No, your website does not belong to just the Communications Team. It's much too important for that.
Most government websites are not built for communications.
Seems weird doesn't it? I mean many such websites are actually owned by Communications Departments, so of course they are about communications!
Nope.
I have created many government sites (local, regional, national). Much of the content they contain is of little or no interest to their communications teams.
Manuals for information and services
You see, good government websites are manuals for citizens who want to do things.
It’s no criticism to say that communications teams are just not interested in manuals. They're interested in reputation management, image management, launches, interviews, events, campaigns, etc.
The findability of the 'pothole reporting service' simply does not align with their primary concerns.
Apart from 'About Us' pages or 'Director Bios', communications teams are typically very detached from the content and services on the websites they manage. On the rare occasions when their interests do align, it is for very specific reasons, e.g. Brexit, COVID. When those issues pass, things go back to normal.
That's why it's so important for those who manage web to make a point of getting close to - and spending time with - the business owners who produce the content that users actually want.

== == ==

### WHAT IS REQUIRED
How would you render this sentence from the passage on government websites in Spanish: "You see, good government websites are manuals for citizens who want to do things."

== == ==

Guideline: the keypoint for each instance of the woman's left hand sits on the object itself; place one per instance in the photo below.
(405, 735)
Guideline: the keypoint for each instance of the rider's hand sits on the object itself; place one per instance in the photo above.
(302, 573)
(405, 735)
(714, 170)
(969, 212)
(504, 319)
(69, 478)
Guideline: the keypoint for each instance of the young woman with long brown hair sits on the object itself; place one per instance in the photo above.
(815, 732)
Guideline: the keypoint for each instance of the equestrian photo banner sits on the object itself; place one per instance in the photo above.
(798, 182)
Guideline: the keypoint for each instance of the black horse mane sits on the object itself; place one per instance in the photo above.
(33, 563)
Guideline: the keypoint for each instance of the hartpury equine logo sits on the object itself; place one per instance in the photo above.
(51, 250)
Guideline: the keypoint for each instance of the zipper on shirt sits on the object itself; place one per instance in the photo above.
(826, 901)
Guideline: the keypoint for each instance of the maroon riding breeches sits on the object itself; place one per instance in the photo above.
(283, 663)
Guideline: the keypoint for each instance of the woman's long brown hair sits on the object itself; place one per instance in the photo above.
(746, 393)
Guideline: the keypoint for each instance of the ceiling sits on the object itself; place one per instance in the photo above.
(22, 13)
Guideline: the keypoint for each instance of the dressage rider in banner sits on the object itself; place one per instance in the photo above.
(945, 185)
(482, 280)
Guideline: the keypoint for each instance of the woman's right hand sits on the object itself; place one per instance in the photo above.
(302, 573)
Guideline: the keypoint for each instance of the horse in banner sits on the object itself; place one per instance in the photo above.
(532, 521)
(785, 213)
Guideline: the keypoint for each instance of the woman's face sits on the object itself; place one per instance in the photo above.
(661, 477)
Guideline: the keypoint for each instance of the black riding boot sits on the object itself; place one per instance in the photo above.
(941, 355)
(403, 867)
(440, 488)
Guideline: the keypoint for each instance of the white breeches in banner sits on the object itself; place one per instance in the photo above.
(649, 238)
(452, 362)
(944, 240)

== == ==

### RESPONSE
Verá, los buenos sitios web gubernamentales son manuales para los ciudadanos que quieren hacer cosas.